### EXCERPT PROVIDED
►
When data breaches target credit card numbers and personal information, the damage can be quantified, however when hackers explicitly target a company’s shares that damage is much more unpredictable. Insider-Trading hacks are akin to coming home to find your house has been (somewhat silently) broken into—but was anything stolen? And how long will it take to discover? Did they vandalize anything in the process? Did they install any backdoors? These are big problems when shareholders are involved.
When discussing securities-related cyber threats and market manipulation, the first real warning shot was fired in December of 2014 when a hacktivist group FIN4 launched a targeted attack seeking M&A data for purposes of insider trading. The first significant data breach of its kind with the intent on “playing the market”—carefully executed and disguised through a sophisticated network. A few months later a significantly larger scheme was brought to light exposing a 5 year intrusion that affected PRNewswire and others, which netted an approximate profit of $100 Mill for the hackers. Today, the sound of that warning shot continues to echo louder and louder. In the past few months alone we have seen an IT employee at Expedia utilize false credentials to access and trade on inside information and the SEC and DOJ announce cases against Chinese traders who profited ~ $4 Mill by targeting M&A data held by law firms.
With each echo, the once blurry lines are becoming clearer. In perpetrating these schemes, cyber criminals will access information and place appropriate trades prior to public release, or access information and weaponize the data by slightly altering figures in order to illicit a direct response which they can then capitalize on. Most of the intrusions up until now, have been carried out by isolated but well-coordinated small groups, often originating from Eastern Europe or Asia. For obvious reasons, hacks deployed with the intent of manipulating the market revolve heavily around financial statements/restatements and information regarding upcoming mergers and acquisitions. But materiel non-public information comes in many shapes and sizes, and, as is the nature of cyber security, a certain level of foresight is required in order to strategize a defense. Other information that could become targeted includes: information related to the loss/gain of large contracts, new offerings and executive/personnel movements.
◄
### SUPPLIED RECORDS
►
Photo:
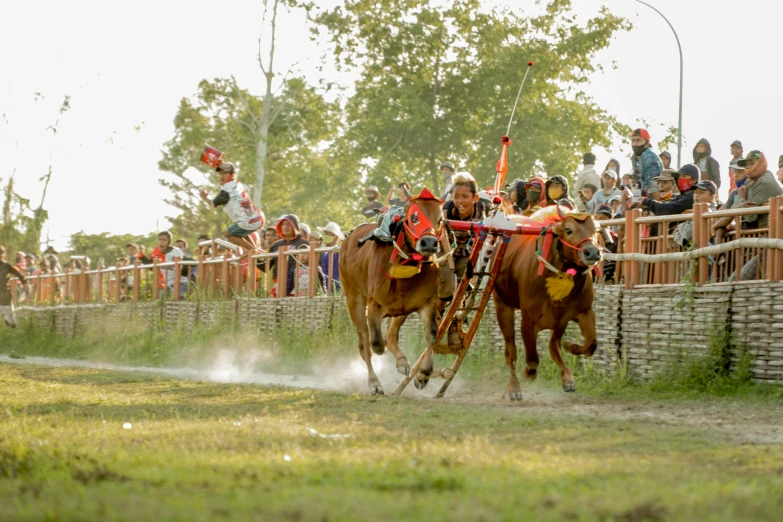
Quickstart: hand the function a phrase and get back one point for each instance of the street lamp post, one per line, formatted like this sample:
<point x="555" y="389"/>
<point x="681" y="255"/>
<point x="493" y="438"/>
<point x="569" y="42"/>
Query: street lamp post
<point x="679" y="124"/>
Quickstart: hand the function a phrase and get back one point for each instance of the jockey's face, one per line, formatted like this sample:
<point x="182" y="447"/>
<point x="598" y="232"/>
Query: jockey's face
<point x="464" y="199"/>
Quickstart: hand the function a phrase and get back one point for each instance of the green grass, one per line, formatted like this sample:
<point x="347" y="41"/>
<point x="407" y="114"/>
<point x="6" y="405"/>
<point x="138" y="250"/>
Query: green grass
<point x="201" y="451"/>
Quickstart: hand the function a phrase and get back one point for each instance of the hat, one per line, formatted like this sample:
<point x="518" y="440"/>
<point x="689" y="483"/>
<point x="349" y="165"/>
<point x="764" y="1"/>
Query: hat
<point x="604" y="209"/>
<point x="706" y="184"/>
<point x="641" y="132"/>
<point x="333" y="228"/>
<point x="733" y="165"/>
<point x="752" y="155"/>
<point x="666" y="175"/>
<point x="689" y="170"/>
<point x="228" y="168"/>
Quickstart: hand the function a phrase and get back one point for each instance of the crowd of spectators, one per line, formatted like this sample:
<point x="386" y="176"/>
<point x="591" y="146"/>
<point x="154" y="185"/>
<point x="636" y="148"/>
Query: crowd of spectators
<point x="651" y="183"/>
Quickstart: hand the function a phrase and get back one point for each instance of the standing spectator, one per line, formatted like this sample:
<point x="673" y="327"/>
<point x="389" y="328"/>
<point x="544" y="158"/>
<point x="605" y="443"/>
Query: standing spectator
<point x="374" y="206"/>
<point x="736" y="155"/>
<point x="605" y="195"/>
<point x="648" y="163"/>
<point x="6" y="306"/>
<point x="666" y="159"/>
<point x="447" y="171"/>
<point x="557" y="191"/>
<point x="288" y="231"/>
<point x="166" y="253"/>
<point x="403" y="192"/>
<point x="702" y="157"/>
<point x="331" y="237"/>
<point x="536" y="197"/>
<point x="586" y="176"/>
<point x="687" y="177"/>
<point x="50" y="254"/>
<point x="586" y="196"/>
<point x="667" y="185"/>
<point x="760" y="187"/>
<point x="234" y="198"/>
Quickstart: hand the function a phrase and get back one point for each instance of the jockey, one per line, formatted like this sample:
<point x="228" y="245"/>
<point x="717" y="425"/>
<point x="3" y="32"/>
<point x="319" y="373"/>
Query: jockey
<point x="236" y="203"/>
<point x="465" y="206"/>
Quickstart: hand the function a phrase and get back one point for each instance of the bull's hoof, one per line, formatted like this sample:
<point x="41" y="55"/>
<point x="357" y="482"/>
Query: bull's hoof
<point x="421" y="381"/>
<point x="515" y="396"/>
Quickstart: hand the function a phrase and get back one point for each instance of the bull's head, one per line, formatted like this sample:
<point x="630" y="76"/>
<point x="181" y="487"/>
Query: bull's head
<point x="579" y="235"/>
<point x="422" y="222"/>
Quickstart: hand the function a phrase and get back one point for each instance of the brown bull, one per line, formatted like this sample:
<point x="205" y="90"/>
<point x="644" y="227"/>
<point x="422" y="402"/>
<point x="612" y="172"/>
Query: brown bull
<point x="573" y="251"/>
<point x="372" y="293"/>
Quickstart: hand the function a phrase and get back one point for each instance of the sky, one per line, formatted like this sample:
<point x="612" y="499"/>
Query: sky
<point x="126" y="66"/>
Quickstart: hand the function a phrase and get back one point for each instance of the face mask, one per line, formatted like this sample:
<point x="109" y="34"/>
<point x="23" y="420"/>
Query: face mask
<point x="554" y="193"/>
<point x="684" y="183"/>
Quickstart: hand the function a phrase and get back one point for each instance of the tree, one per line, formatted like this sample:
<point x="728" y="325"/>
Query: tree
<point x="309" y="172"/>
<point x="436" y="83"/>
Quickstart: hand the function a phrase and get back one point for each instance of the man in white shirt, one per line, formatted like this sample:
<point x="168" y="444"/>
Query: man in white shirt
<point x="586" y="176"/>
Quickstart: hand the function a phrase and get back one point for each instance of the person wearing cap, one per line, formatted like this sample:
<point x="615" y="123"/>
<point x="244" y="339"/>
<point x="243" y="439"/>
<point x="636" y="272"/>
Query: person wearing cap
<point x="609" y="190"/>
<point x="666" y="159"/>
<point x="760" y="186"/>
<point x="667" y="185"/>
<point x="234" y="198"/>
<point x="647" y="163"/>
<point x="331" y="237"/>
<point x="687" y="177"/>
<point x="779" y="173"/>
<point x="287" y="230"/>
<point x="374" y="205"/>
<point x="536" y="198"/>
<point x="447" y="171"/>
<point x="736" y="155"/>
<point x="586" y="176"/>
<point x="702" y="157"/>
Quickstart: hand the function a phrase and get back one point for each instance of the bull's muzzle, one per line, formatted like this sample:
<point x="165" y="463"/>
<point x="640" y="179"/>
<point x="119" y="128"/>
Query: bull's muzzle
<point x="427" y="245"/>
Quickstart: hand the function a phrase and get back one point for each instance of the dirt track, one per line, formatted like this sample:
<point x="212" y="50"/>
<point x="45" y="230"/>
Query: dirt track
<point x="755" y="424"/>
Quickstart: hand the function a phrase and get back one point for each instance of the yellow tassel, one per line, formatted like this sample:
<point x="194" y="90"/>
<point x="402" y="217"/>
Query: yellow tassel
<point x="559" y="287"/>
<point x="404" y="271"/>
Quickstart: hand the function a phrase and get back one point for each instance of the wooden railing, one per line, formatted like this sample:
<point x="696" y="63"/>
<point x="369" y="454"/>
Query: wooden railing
◄
### CHALLENGES
(1) Please transcribe the passage of the insider-trading hacks article from "When data breaches" up to and including "shareholders are involved.".
(2) Go on with the article on hacking for insider trading, starting after its final sentence.

### ANSWERS TO THE TASKS
(1)
When data breaches target credit card numbers and personal information, the damage can be quantified, however when hackers explicitly target a company’s shares that damage is much more unpredictable. Insider-Trading hacks are akin to coming home to find your house has been (somewhat silently) broken into—but was anything stolen? And how long will it take to discover? Did they vandalize anything in the process? Did they install any backdoors? These are big problems when shareholders are involved.

(2)
The duration of the intrusions and “time-to-discovery” appears to average 2-4 years which provides a large window which can inflict significant damage. While hackers are experimenting with increasingly sophisticated methods of deception/intrusion, most intrusions have been executed through fairly traditional means such as malware, obtaining of login credentials, social engineering, and spear-phishing campaigns. These intrusions are generally directed at the C-suite, employees operating in the legal and accounting departments and 3rd party providers such as law firms in the care/custody of such information.
It’s long been known that any organization with fingerprints on corporate non-public information are likely targets. While law firms and news publications have historically been the most lucrative targets thus far, all organizations that work with public companies should be paying close attention. It’s safe to assume that any firm engaged with accounting/auditing, consulting or financial advising may be the next targets due to their custody of high value information. Most of the intrusions thus far have targeted larger firms, likely because public company contracts tend to be awarded to the larger firms, however smaller firms should be careful not to dismiss the risk. Boutique firms with specialties catering to public companies may be viewed as “soft targets” due to lacking cyber controls. Service providers should also be cognizant of the information they are in possession of, employing additional security controls around any material non-public information.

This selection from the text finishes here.